TEXTAUSZUG -
========

Zunahme auch in der digitalen Welt

Auch in der digitalen Welt häuften sich die antisemitischen Vorfälle nach dem 7. Oktober, auch wenn sie im Vergleich zum Vorjahr nur geringfügig zunahmen. 459 von 975 Fällen (2022: 853) ereigneten sich nach dem 7. Oktober - dies entspricht einem Anteil von 47 Prozent aller Vorfälle des Jahres 2023.

Der grösste Teil der beobachteten und gemeldeten Vorfälle entfiel weiterhin auf den Messenger-Dienst Telegram, auch wenn der prozentuale Anteil von 75 Prozent im Jahr 2022 auf 68 Prozent im Jahr 2023 leicht abnahm. Offener Antisemitismus sei dort in vielen Chats ungehindert möglich, ohne dass gelöscht und die User gesperrt würden, schrieb der SIG.

In der Romandie nahmen die antisemitischen Vorfälle im vergangenen Jahr laut der interkommunalen Koordinationsstelle gegen Antisemitismus und Diffamierung (CICAD) um 68 Prozent zu. Fast die Hälfte der Vorfälle ereigneten sich nach dem 7. Oktober. Seit der Eskalation des Konflikts im Nahen Osten im Oktober wurden laut der CICAD monatlich 150 Vorfälle in der Westschweiz gemeldet. Auch im laufenden Jahr seien bereits zahlreiche weitere Meldungen eingegangen.

========

VORLIEGENDE DATENSÄTZE -
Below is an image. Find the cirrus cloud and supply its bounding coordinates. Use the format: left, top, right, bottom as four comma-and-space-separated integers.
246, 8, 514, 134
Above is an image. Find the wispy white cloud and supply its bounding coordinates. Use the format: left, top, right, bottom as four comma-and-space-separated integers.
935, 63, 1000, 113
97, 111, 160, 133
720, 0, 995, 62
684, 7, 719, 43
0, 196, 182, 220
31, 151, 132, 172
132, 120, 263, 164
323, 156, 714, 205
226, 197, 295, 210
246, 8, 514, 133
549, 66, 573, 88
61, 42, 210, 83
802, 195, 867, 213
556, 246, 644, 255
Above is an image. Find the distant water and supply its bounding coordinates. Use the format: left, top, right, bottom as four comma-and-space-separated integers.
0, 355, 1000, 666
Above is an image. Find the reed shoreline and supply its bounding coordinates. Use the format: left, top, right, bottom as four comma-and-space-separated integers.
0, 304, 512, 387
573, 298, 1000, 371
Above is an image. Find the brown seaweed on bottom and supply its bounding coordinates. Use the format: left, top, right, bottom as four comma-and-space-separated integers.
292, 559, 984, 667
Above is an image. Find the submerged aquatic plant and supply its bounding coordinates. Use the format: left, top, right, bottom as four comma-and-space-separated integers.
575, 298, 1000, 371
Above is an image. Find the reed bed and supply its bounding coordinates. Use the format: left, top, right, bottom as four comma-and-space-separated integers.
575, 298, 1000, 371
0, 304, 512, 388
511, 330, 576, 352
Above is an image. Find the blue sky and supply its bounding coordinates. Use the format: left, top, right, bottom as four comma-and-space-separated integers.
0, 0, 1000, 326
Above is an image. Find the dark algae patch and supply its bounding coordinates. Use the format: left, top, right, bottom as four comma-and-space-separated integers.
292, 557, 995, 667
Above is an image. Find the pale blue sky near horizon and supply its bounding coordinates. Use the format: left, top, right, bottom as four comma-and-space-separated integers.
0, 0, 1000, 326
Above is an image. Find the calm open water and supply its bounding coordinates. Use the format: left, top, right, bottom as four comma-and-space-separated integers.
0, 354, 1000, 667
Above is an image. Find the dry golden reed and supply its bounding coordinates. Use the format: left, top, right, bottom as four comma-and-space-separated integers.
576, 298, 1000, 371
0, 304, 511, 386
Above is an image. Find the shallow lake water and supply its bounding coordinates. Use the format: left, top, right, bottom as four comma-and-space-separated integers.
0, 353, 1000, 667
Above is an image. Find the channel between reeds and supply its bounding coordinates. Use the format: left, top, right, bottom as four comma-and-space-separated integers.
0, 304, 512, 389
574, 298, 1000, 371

========

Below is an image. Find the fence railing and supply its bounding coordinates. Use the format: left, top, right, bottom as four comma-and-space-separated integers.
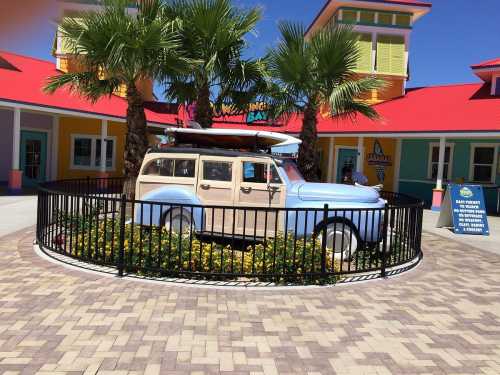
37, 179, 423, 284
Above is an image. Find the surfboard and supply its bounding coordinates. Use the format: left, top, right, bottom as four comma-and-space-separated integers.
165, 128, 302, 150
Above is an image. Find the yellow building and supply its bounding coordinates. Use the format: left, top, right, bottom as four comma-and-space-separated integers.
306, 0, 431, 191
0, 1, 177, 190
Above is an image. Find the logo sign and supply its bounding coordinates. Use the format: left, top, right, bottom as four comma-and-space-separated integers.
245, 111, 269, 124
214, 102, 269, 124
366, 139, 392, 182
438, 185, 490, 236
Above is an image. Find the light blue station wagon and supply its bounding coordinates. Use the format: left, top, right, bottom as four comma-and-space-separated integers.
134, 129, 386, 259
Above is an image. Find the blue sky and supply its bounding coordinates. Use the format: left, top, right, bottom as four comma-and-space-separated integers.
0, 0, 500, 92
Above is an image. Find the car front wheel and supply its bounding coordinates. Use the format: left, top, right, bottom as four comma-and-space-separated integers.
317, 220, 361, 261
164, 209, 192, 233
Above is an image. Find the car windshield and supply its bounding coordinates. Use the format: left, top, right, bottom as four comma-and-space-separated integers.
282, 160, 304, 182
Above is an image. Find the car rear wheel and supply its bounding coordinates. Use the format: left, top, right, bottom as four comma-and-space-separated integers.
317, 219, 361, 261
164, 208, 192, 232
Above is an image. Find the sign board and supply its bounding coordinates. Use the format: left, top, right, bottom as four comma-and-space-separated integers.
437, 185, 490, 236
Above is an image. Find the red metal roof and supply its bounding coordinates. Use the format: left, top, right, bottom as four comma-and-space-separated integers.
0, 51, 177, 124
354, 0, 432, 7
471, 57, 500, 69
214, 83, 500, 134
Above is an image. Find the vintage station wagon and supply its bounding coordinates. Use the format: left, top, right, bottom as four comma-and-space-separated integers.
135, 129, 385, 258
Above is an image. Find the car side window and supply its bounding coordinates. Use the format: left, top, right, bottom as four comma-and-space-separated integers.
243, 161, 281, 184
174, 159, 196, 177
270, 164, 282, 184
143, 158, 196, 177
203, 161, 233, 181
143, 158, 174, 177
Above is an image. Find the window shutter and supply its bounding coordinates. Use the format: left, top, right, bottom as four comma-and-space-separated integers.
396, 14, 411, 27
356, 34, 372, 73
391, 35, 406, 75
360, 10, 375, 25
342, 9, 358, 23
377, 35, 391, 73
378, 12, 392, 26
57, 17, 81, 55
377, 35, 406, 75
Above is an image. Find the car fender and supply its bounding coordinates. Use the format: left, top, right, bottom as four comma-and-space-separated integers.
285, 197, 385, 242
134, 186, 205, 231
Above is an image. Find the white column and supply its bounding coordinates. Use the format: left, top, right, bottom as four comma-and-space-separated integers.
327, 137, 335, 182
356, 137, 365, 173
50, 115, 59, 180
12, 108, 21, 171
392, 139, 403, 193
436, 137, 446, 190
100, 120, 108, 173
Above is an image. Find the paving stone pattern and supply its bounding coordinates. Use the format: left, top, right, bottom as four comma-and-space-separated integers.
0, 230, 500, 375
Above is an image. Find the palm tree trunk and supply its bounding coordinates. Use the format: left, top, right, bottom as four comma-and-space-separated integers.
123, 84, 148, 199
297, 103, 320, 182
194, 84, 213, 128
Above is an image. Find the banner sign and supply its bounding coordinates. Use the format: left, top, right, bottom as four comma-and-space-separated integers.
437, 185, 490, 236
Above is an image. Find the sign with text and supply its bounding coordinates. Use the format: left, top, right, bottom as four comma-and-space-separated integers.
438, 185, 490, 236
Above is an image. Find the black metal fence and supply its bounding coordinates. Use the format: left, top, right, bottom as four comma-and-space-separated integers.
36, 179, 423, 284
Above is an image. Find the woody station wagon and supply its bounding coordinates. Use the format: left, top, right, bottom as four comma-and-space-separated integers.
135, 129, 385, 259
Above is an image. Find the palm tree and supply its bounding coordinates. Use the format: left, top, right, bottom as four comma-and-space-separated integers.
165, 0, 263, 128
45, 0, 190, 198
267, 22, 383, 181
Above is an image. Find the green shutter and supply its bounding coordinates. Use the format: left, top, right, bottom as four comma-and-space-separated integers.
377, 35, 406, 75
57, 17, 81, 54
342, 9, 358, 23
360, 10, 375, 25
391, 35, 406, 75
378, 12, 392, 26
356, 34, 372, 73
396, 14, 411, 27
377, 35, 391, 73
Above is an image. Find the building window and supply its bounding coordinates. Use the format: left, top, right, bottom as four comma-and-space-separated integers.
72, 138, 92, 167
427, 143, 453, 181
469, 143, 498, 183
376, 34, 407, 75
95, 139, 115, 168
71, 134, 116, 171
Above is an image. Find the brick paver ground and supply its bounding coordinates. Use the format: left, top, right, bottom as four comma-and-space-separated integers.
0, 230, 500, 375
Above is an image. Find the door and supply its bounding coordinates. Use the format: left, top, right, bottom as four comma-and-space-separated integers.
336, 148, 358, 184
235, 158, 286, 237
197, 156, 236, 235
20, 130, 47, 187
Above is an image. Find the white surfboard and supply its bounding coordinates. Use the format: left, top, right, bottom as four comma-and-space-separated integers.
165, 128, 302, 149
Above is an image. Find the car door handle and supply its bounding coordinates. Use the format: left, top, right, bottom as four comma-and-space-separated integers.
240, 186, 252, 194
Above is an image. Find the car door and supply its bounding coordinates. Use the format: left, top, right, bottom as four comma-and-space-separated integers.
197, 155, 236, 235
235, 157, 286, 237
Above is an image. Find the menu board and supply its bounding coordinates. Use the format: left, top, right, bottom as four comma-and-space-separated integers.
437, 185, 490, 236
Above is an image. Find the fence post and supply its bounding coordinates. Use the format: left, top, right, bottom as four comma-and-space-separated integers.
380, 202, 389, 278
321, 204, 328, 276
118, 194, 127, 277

========

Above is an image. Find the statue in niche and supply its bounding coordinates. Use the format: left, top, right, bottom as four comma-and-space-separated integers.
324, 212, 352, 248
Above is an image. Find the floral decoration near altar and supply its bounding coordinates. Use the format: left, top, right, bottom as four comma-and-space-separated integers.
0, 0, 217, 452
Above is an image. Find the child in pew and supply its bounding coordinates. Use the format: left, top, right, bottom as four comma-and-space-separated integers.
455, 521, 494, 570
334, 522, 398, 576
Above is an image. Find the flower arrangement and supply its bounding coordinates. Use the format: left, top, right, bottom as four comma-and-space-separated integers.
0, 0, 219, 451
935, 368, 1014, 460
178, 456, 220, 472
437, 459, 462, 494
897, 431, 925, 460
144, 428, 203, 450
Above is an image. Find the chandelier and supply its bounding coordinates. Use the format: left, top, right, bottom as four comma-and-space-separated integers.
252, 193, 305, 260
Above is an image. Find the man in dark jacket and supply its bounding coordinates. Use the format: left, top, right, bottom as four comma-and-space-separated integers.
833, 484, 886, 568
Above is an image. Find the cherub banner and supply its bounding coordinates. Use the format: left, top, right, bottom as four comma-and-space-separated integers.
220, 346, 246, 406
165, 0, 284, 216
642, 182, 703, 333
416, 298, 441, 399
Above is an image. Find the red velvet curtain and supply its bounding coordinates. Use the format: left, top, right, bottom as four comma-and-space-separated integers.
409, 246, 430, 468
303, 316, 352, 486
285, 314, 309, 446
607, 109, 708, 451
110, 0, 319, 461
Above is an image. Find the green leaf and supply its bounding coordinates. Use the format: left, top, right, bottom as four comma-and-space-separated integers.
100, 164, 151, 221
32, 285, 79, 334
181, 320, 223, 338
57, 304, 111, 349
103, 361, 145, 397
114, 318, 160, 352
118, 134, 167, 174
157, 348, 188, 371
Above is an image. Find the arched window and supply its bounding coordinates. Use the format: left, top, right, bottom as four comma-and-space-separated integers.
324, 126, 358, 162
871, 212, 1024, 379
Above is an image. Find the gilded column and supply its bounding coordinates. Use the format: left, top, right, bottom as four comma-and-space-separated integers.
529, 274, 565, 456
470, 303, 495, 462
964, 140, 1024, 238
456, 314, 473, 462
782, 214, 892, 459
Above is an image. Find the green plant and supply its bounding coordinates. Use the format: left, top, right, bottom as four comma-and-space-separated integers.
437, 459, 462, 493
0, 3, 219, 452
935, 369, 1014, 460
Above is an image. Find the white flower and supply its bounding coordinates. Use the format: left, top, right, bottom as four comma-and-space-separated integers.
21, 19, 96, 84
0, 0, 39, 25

========

AUFGABEN -
1 – Fasse den Text über antisemitische Vorfälle in zwei Sätzen zusammen.
2 – Wie viele antisemitische Vorfälle in der digitalen Welt verzeichnet der Text über antisemitische Vorfälle für das Jahr 2022?
3 – Schreibe den Text über antisemitische Vorfälle im Anschluss an seinen letzten Satz weiter.
Die Datensätze stehen in keinem Zusammenhang mit dem Text über antisemitische Vorfälle.

LÖSUNGEN -
1 – Auch in der digitalen Welt häuften sich antisemitische Vorfälle nach dem 7. Oktober: 459 der 975 Fälle des Jahres 2023 ereigneten sich danach, und der größte Teil aller Vorfälle entfiel weiterhin auf Telegram, dessen Anteil jedoch von 75 auf 68 Prozent sank. In der Romandie nahmen die Vorfälle laut CICAD um 68 Prozent zu, und seit der Eskalation im Oktober wurden dort monatlich 150 Vorfälle gemeldet.

2 – 853 Fälle.

3 –
Tötungsversuch als Zäsur

Insbesondere in der realen Welt habe eine noch nie dagewesene Intensität in der Wortwahl und sogar bei physischen Übergriffen festgestellt werden müssen, stellte der SIG im Bericht über die Deutschschweiz und die italienischsprachige Schweiz fest. Die versuchte Tötung eines Juden in Zürich am 2. März dieses Jahres habe einen Kulminationspunkt dargestellt.

Bei dem Angriff in Zürich Selnau wurde ein äusserlich als jüdisch erkennbarer 50-jähriger Mann Opfer einer Messerattacke eines 15-Jährigen. Der Täter hatte seinen Angriff im Internet angekündigt und sich dort zum Islamischen Staat (IS) bekannt. Diese Tat stelle das schwerwiegendste antisemitische Hassverbrechen in der Schweiz seit zwei Jahrzehnten dar, teilte der SIG mit. Auch im europäischen Vergleich sei die Tat ein Ausnahmeereignis.

Unsicherheit in jüdischer Gemeinschaft steigt

Die Vorfälle und insbesondere derjenige in Zürich Selnau hätten spürbare Auswirkungen auf die jüdische Gemeinschaft in der Schweiz, schrieb der SIG. Die Unsicherheit sei stark gestiegen. Sich als jüdisch in der Öffentlichkeit zu erkennen zu geben, werde vielfach von Besorgnis, Zurückhaltung bis Angst begleitet. Das sei gesellschaftspolitisch inakzeptabel.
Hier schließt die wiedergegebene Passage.